Problem statement: Reproduce the listing word for word, from its first line through the line containing "159 42 L 153", with both of those lines included.

Picture annotation entries:
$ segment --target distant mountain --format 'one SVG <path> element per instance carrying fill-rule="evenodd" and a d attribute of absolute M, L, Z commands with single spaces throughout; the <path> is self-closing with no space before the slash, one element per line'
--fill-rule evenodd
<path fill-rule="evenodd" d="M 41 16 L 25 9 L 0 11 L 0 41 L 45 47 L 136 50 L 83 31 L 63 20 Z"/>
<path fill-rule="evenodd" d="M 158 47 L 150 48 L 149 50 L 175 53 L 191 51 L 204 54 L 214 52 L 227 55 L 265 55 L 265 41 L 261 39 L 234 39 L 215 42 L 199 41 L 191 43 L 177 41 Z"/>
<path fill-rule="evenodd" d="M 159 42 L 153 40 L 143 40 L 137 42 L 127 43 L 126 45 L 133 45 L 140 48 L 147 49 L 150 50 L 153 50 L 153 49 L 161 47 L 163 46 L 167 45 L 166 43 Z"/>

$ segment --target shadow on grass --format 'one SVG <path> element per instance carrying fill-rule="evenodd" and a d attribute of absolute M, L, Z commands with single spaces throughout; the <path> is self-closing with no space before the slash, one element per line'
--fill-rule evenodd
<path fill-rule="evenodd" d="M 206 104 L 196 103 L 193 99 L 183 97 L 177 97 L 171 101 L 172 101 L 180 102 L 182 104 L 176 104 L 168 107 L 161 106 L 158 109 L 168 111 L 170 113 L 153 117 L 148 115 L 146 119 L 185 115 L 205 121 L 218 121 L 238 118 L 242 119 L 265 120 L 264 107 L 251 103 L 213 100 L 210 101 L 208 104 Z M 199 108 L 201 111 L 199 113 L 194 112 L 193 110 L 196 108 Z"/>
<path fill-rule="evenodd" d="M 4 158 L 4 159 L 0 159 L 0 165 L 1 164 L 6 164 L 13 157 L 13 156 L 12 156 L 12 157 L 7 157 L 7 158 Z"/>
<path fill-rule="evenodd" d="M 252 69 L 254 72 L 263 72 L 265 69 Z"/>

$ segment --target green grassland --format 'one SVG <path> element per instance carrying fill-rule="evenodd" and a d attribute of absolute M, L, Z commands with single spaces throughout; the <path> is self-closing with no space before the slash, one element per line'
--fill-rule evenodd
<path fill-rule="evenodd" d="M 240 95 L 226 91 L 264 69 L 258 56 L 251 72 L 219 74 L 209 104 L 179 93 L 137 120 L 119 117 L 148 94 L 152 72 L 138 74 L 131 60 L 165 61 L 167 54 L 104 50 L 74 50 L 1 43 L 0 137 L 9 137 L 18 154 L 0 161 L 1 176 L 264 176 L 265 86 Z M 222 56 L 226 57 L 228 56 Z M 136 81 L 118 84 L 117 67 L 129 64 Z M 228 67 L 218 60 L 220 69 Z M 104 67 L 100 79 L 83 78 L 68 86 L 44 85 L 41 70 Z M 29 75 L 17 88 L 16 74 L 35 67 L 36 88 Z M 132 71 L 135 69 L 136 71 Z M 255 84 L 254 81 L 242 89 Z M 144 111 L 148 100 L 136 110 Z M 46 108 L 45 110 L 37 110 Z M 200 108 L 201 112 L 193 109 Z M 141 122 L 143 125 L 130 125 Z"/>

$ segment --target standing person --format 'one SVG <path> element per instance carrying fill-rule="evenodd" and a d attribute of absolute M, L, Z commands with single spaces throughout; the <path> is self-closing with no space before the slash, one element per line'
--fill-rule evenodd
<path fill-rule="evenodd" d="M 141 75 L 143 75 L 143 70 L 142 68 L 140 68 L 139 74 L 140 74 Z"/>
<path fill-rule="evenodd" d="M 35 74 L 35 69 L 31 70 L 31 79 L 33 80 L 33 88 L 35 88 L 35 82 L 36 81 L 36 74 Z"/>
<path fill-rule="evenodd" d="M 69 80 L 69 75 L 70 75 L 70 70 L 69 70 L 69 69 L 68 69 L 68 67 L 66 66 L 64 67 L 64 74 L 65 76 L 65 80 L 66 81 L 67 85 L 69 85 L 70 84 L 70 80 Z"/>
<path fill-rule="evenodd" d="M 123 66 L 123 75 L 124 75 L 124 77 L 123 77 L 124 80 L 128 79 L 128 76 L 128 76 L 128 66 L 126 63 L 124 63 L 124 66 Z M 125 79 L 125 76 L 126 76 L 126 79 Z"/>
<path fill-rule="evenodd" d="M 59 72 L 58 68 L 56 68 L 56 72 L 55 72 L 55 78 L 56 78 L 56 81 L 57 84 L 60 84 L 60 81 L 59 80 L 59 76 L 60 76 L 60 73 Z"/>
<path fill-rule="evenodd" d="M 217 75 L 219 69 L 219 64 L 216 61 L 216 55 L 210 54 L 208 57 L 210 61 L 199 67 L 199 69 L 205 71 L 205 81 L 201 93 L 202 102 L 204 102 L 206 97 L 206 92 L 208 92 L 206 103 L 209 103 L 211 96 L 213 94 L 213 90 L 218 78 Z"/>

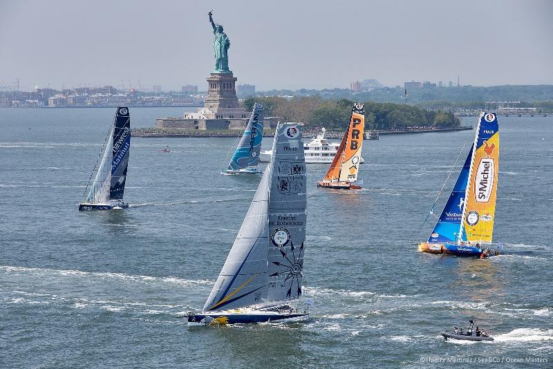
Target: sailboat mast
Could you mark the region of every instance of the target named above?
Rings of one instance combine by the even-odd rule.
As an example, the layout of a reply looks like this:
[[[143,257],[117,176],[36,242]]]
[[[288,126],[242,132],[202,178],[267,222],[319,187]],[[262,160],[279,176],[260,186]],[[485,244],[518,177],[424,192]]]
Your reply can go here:
[[[348,138],[349,138],[349,133],[350,133],[350,126],[351,126],[351,118],[353,116],[353,113],[351,113],[350,115],[350,123],[348,124],[348,128],[346,129],[346,133],[344,135],[344,147],[348,146]],[[346,155],[346,150],[342,150],[341,155],[340,155],[340,170],[338,171],[338,180],[340,180],[340,174],[341,174],[341,167],[344,164],[344,157]],[[334,178],[332,178],[334,180]]]
[[[478,136],[480,135],[480,121],[481,117],[482,115],[480,115],[480,117],[478,118],[478,123],[476,124],[476,134],[474,135],[474,143],[472,144],[472,157],[471,158],[471,165],[469,169],[469,179],[467,181],[467,188],[465,189],[465,198],[463,198],[462,212],[461,213],[461,225],[459,227],[459,237],[457,239],[458,243],[460,243],[462,239],[462,229],[465,227],[465,213],[467,211],[467,199],[468,198],[469,191],[471,187],[472,171],[474,167],[474,155],[476,153],[476,146],[478,144]]]

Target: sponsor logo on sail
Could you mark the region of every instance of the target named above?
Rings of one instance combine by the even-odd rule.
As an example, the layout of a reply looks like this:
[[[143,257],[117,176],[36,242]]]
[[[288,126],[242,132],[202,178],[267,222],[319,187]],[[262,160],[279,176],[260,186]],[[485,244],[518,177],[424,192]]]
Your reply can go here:
[[[476,202],[487,202],[494,188],[494,159],[482,158],[476,170],[474,197]]]
[[[290,232],[285,228],[276,228],[271,234],[271,243],[280,248],[285,246],[290,241]]]
[[[491,216],[489,215],[489,213],[486,213],[485,214],[480,216],[480,220],[482,222],[489,222],[491,220],[492,218]]]
[[[472,210],[467,214],[467,223],[470,225],[476,225],[476,223],[478,223],[478,220],[480,219],[480,216],[478,216],[478,213]]]
[[[486,122],[494,122],[496,120],[496,115],[493,113],[488,113],[484,115],[484,119]]]
[[[362,137],[361,138],[359,137],[359,133],[361,133],[361,131],[356,128],[357,124],[361,124],[361,120],[354,117],[351,127],[351,143],[350,144],[350,149],[352,150],[357,150],[359,148],[359,140],[363,140]]]
[[[486,153],[486,155],[489,158],[489,155],[491,155],[491,153],[494,152],[494,149],[496,148],[496,144],[491,142],[491,144],[488,144],[487,141],[484,141],[484,152]]]
[[[288,127],[286,129],[286,136],[288,138],[296,138],[299,135],[299,130],[298,127],[293,126],[293,127]]]

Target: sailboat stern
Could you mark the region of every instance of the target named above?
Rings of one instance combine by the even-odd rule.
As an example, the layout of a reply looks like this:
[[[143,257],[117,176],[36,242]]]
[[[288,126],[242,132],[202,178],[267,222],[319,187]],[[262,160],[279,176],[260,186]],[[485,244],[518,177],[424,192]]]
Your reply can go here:
[[[202,312],[188,314],[188,326],[217,327],[229,324],[259,323],[285,323],[309,320],[307,311],[299,312],[290,306],[276,306],[270,309],[235,309]]]
[[[448,243],[431,243],[427,242],[420,243],[418,245],[419,252],[427,254],[449,254],[456,256],[479,256],[487,257],[498,254],[491,249],[482,249],[480,247],[470,245],[454,245]],[[488,250],[487,252],[486,250]]]
[[[343,180],[321,180],[317,182],[317,187],[332,189],[361,189],[363,181],[347,182]]]
[[[428,254],[443,254],[444,253],[444,244],[443,243],[429,243],[427,242],[422,242],[419,243],[418,246],[419,252],[427,252]]]
[[[122,200],[111,200],[105,204],[91,202],[79,204],[79,211],[86,210],[111,210],[112,209],[126,209],[127,207],[129,207],[129,204],[124,202]]]

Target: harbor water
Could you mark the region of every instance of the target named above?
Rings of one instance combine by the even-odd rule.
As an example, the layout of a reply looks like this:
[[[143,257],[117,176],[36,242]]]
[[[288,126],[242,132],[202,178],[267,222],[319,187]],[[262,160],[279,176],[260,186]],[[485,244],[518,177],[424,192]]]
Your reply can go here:
[[[131,108],[131,126],[182,111]],[[308,166],[309,321],[189,329],[179,313],[203,306],[261,177],[220,174],[234,138],[133,138],[130,207],[79,212],[114,113],[0,109],[0,366],[551,365],[553,117],[498,117],[504,254],[429,255],[412,243],[474,131],[383,135],[364,141],[362,190],[317,188],[328,167]],[[440,335],[469,319],[495,341]]]

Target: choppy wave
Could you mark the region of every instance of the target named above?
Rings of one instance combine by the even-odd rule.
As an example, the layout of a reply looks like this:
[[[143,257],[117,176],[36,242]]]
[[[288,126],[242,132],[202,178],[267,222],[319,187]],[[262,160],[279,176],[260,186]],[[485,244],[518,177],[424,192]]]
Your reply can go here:
[[[27,267],[14,267],[10,265],[0,265],[0,270],[4,271],[7,274],[53,274],[61,276],[93,276],[102,278],[113,278],[120,279],[125,281],[138,281],[146,282],[162,282],[187,287],[192,285],[212,285],[213,281],[205,279],[200,280],[191,280],[191,279],[182,279],[175,276],[167,277],[155,277],[151,276],[135,276],[125,274],[124,273],[109,273],[109,272],[84,272],[82,270],[72,270],[72,269],[42,269],[42,268],[32,268]]]
[[[509,333],[498,334],[494,337],[496,341],[518,341],[553,340],[553,330],[541,330],[540,328],[517,328]]]
[[[306,287],[304,288],[306,294],[312,296],[328,296],[328,295],[341,295],[352,297],[361,297],[364,296],[374,296],[384,299],[404,299],[406,297],[415,297],[418,295],[406,294],[378,294],[371,291],[352,291],[350,290],[333,290],[332,288],[324,288],[319,287]]]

Written solution:
$ segment --target distant mountain --format 'one SVG <path> element per instance carrying fill-rule="evenodd" and a d attribute of absolute M, L, Z commands with single spaces throughout; the <path> is self-closing with no space before the slash, one element per line'
--fill-rule evenodd
<path fill-rule="evenodd" d="M 41 16 L 25 9 L 0 11 L 0 41 L 45 47 L 136 50 L 83 31 L 63 20 Z"/>
<path fill-rule="evenodd" d="M 158 47 L 150 48 L 149 50 L 175 53 L 191 51 L 204 54 L 214 52 L 227 55 L 265 55 L 265 41 L 261 39 L 234 39 L 215 42 L 199 41 L 191 43 L 177 41 Z"/>
<path fill-rule="evenodd" d="M 159 42 L 153 40 L 143 40 L 137 42 L 127 43 L 126 45 L 133 45 L 140 48 L 147 49 L 150 50 L 153 50 L 153 49 L 161 47 L 163 46 L 167 45 L 166 43 Z"/>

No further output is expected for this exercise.